■ Task requirements:
1 – In the essay about lost faith and advice columns, why does the writer say she likes advice columns? Answer in one to three sentences.
2 – Extend the essay about lost faith and advice columns, picking up right after its final sentence.

I’m a no-easy-answers-please zealot, and this makes looking for answers – not all the answers, not enlightenment, just enough answers to be able to stop banging my head against this wall I’ve created out of my lost faith – really difficult. But I keep looking. I don’t know if it’s stubbornness or simply that I share in this part of the human condition and can’t give it up.
So, a few weeks ago I was catching up on some light reading. Specifically, my favorite online advice columns, which are Savage Love and Dear Sugar. (Tangent: I like advice columns because they make me feel more a part of the human condition while also allowing me to smile knowingly at the human condition. I know it’s bad to be a smug bitch, but sometimes I indulge. I also think there’s something to the art of the advice column that’s mysterious and intangible and wonderful and very daring. It’s very daring to give people advice, don’t you think? To take that particular kind of risk with your own thoughts and words?) It’s a fabulous form of distraction, this kind of reading – for me it’s an almost pure distraction, almost the opposite of what I imagine meditation would be if you were really good at meditation. I was reading through the Dear Sugar Archives, enjoying the sensation of my brain NOT worrying about my family budget, my dead baby, my current lack of sleep, my worries about work, and I accidentally stumbled upon my very own little epiphany.

■ Dataset content:
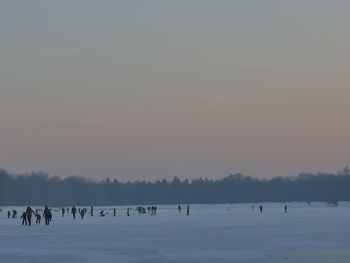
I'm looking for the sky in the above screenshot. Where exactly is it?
[0,0,350,181]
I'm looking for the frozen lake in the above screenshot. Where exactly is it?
[0,202,350,263]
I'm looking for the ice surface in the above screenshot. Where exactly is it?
[0,202,350,263]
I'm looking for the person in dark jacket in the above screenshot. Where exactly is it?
[20,212,27,226]
[43,206,51,226]
[35,213,41,225]
[26,206,35,225]
[71,206,77,220]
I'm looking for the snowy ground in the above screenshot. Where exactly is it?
[0,203,350,263]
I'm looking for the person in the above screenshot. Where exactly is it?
[12,209,17,218]
[35,213,41,225]
[43,206,51,226]
[20,212,27,226]
[49,209,52,222]
[71,206,77,220]
[26,206,35,226]
[80,209,85,219]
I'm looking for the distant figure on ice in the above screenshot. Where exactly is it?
[43,206,51,226]
[20,212,27,226]
[35,213,41,225]
[26,206,35,225]
[49,209,52,222]
[71,206,77,220]
[80,209,85,219]
[12,209,17,218]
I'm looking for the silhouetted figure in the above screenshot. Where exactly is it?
[49,209,52,222]
[43,206,51,226]
[26,206,35,226]
[35,213,41,225]
[71,206,77,220]
[12,209,17,218]
[80,209,85,219]
[20,212,27,226]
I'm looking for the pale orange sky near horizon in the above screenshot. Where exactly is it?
[0,0,350,181]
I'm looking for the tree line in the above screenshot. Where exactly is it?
[0,167,350,206]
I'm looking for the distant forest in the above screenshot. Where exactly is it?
[0,167,350,206]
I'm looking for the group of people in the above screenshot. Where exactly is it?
[177,205,190,216]
[252,204,288,213]
[7,205,190,226]
[18,206,52,226]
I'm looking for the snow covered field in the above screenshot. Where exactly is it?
[0,202,350,263]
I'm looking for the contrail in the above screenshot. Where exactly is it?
[0,43,138,56]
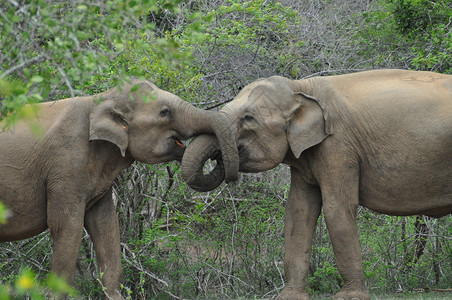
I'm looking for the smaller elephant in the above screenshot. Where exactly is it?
[0,80,238,299]
[182,70,452,300]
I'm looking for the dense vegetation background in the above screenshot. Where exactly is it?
[0,0,452,299]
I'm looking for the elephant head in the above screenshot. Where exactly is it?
[89,80,238,181]
[182,76,331,191]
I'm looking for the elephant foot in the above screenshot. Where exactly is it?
[333,288,370,300]
[276,286,309,300]
[105,290,125,300]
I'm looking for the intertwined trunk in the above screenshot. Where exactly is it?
[177,103,239,191]
[182,134,225,192]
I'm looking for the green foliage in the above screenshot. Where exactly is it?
[359,0,452,73]
[0,0,196,122]
[0,0,452,299]
[0,268,77,300]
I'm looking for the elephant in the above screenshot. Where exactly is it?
[182,69,452,300]
[0,79,238,299]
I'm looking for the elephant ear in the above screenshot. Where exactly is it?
[287,92,331,158]
[89,100,129,157]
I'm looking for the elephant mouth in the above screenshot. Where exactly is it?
[171,135,186,149]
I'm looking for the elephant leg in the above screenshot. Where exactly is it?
[85,190,124,300]
[278,168,322,300]
[47,197,85,284]
[321,168,370,300]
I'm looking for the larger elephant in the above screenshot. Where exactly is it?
[182,70,452,300]
[0,80,238,299]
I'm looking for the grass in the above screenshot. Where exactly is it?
[311,292,452,300]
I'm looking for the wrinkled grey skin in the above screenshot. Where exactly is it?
[182,70,452,300]
[0,81,238,299]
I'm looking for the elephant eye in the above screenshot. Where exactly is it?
[241,114,254,122]
[240,114,255,125]
[160,107,171,117]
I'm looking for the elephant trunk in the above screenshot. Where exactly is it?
[182,134,225,192]
[177,102,239,185]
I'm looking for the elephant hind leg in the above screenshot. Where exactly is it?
[333,287,370,300]
[85,191,124,300]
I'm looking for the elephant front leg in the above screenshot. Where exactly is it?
[321,172,370,300]
[47,201,84,284]
[277,168,322,300]
[85,190,124,300]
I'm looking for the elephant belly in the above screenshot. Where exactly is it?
[0,182,47,242]
[359,166,452,217]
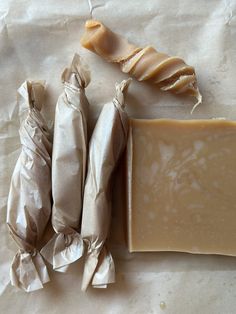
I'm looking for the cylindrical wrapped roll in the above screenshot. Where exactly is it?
[41,55,90,272]
[81,20,202,107]
[7,82,52,292]
[81,80,130,290]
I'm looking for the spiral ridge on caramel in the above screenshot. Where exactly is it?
[81,20,202,109]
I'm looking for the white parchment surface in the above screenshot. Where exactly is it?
[0,0,236,314]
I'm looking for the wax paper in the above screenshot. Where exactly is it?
[0,0,236,314]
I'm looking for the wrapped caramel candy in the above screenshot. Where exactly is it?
[41,55,90,272]
[81,20,202,107]
[7,82,52,292]
[81,80,130,290]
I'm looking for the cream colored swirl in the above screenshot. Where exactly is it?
[81,20,202,107]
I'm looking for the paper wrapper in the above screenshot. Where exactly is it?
[81,80,130,290]
[0,0,236,314]
[7,82,52,292]
[41,55,90,272]
[80,20,202,111]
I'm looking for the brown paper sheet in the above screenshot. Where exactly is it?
[7,81,52,292]
[0,0,236,314]
[81,80,130,290]
[41,54,90,272]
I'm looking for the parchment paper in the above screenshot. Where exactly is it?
[0,0,236,314]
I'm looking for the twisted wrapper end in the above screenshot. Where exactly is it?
[81,246,115,291]
[40,232,84,273]
[190,88,202,114]
[10,250,50,292]
[61,54,90,89]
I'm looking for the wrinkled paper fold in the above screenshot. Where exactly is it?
[41,54,90,272]
[81,79,130,290]
[7,81,52,292]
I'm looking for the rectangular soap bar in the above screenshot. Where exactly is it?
[126,119,236,256]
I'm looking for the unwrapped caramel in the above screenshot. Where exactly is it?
[81,80,130,290]
[7,81,52,292]
[81,20,202,107]
[41,55,90,272]
[126,119,236,256]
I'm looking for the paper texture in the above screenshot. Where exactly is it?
[41,55,90,272]
[0,0,236,314]
[7,81,52,292]
[81,80,130,290]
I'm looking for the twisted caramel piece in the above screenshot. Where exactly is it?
[81,20,202,109]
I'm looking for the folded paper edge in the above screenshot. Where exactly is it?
[40,231,84,272]
[81,246,115,291]
[10,250,50,292]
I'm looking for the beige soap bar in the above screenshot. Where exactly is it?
[127,119,236,255]
[81,20,202,107]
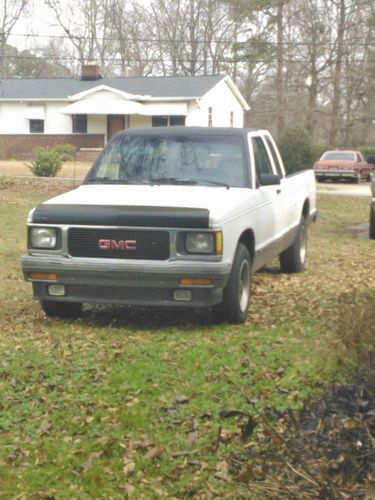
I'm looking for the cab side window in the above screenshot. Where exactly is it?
[266,135,283,177]
[251,137,273,177]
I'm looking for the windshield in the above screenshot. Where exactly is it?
[320,151,355,161]
[85,134,248,187]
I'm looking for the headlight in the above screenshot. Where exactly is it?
[186,233,215,254]
[30,227,57,248]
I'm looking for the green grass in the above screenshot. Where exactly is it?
[0,185,375,499]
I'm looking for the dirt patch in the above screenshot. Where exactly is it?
[231,373,375,499]
[0,160,92,180]
[0,177,79,195]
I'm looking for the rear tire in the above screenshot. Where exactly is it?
[280,215,307,273]
[40,300,82,318]
[212,243,252,324]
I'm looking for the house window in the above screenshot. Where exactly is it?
[229,111,234,128]
[152,115,185,127]
[29,119,44,134]
[72,115,87,134]
[169,115,185,127]
[208,106,212,127]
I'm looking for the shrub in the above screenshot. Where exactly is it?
[52,144,77,161]
[278,127,316,174]
[26,147,63,177]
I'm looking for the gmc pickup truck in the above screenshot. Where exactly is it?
[21,127,317,323]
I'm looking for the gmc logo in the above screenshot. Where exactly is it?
[98,240,137,251]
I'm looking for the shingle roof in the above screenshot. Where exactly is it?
[0,75,224,100]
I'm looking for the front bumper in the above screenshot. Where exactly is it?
[21,255,230,307]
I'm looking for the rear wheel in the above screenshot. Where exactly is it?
[40,300,82,318]
[280,216,307,273]
[212,243,251,323]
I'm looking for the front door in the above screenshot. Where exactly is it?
[107,115,125,141]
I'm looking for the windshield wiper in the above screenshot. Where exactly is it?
[86,177,129,184]
[150,177,197,185]
[86,177,153,185]
[199,179,230,189]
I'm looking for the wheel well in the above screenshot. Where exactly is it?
[239,229,255,258]
[302,200,310,219]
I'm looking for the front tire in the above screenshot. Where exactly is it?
[212,243,252,324]
[280,216,307,273]
[40,300,82,318]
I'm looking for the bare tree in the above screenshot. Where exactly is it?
[0,0,29,76]
[151,0,236,75]
[45,0,113,70]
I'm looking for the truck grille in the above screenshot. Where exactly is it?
[68,228,169,260]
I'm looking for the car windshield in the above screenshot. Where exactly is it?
[320,151,355,161]
[85,133,248,187]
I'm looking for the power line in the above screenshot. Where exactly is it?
[5,32,374,47]
[0,55,375,64]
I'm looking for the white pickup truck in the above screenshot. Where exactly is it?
[21,127,317,323]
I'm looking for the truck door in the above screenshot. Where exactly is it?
[250,136,283,251]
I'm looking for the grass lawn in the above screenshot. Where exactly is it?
[0,178,375,499]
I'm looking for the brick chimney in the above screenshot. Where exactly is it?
[81,61,102,80]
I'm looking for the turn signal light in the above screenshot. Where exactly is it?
[29,273,57,281]
[180,278,212,286]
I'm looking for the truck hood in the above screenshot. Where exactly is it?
[39,185,252,227]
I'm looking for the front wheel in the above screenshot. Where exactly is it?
[40,300,82,318]
[212,243,251,324]
[280,216,307,273]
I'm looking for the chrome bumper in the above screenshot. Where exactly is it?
[21,255,230,307]
[314,169,358,179]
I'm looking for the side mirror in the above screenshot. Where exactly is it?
[259,174,280,186]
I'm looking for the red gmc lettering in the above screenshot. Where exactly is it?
[98,240,137,251]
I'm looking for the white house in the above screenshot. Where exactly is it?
[0,65,249,157]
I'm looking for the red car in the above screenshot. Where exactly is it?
[313,150,374,183]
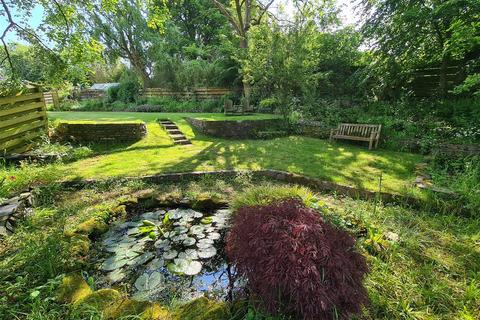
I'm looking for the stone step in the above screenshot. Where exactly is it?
[173,139,192,145]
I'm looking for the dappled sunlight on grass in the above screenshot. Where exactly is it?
[48,112,422,192]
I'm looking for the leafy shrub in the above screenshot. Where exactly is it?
[258,98,279,113]
[231,184,316,210]
[117,71,141,103]
[107,86,120,103]
[226,199,367,320]
[429,153,480,213]
[80,99,107,111]
[52,99,81,111]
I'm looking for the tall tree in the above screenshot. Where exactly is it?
[211,0,274,106]
[85,0,167,87]
[362,0,480,95]
[0,0,101,92]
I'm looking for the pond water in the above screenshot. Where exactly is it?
[99,208,232,301]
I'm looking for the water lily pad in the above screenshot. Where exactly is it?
[190,225,205,235]
[127,227,140,236]
[183,249,198,260]
[198,238,213,245]
[153,239,171,249]
[147,258,165,270]
[167,259,202,276]
[197,239,213,250]
[163,250,178,260]
[183,237,197,247]
[173,226,188,234]
[198,247,217,259]
[200,217,213,224]
[207,232,221,240]
[168,209,182,220]
[134,271,165,291]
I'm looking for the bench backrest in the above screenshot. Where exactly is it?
[337,123,382,138]
[223,99,233,112]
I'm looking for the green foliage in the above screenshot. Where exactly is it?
[117,71,141,103]
[107,86,120,103]
[362,0,480,98]
[230,184,316,210]
[304,98,480,153]
[429,152,480,216]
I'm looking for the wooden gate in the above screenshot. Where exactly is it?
[0,92,48,154]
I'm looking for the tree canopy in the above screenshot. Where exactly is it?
[0,0,480,97]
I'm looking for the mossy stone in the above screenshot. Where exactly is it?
[133,189,158,209]
[58,274,92,303]
[155,193,182,207]
[70,234,90,257]
[174,297,231,320]
[103,299,171,320]
[110,205,127,218]
[118,196,138,209]
[76,289,122,310]
[75,217,108,237]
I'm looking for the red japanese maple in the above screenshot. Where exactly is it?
[226,199,367,319]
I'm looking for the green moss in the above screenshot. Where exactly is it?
[192,193,228,210]
[110,205,127,218]
[69,234,90,257]
[174,297,230,320]
[77,289,122,310]
[57,274,92,303]
[103,299,170,320]
[75,217,108,236]
[118,196,138,209]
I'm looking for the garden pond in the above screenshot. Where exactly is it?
[94,208,234,302]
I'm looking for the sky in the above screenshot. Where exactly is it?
[0,0,359,42]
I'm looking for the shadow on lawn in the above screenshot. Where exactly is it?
[155,131,411,188]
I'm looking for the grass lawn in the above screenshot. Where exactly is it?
[49,112,422,193]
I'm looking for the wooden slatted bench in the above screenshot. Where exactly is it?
[330,123,382,150]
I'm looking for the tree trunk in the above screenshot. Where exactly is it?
[439,54,448,98]
[240,36,252,110]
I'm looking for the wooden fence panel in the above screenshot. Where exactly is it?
[142,88,234,100]
[0,92,48,154]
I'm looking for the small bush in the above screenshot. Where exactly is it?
[231,184,316,210]
[107,86,120,103]
[79,99,108,111]
[117,72,141,103]
[226,199,367,320]
[258,98,280,113]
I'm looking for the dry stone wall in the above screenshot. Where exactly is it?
[56,122,147,142]
[186,118,283,139]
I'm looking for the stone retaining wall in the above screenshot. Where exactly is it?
[0,192,32,237]
[185,118,283,139]
[62,169,408,203]
[434,143,480,155]
[55,122,147,142]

■ Answers for this exercise:
1 – She likes advice columns because they make her feel more a part of the human condition while also letting her smile knowingly at it. She also thinks there is something mysterious, intangible, wonderful and very daring in the art of the advice column.

2 –
http://therumpus.net/2011/10/dear-sugar-the-rumpus-advice-column-88-the-human-scale/
There is this:
Countless people have been devastated for reasons that cannot be explained or justified in spiritual terms. To do as you are doing in asking if there were a God why would he let my little girl have to have possibly life threatening surgery?—understandable as that question is—creates a false hierarchy of the blessed and the damned. To use our individual good or bad luck as a litmus test to determine whether or not God exists constructs an illogical dichotomy that reduces our capacity for true compassion. It implies a pious quid pro quo that defies history, reality, ethics, and reason. It fails to acknowledge that the other half of rising—the very half that makes rising necessary—is having first been nailed to the cross.
And then, this:
What if you allowed your God to exist in the simple words of compassion others offer to you? What if faith is the way it feels to lay your hand on your daughter’s sacred body? What if the greatest beauty of the day is the shaft of sunlight through your window? What if the worst thing happened and you rose anyway? What if you trusted in the human scale? What if you listened harder to the story of the man on the cross who found a way to endure his suffering than to the one about the impossible magic of the Messiah? Would you see the miracle in that?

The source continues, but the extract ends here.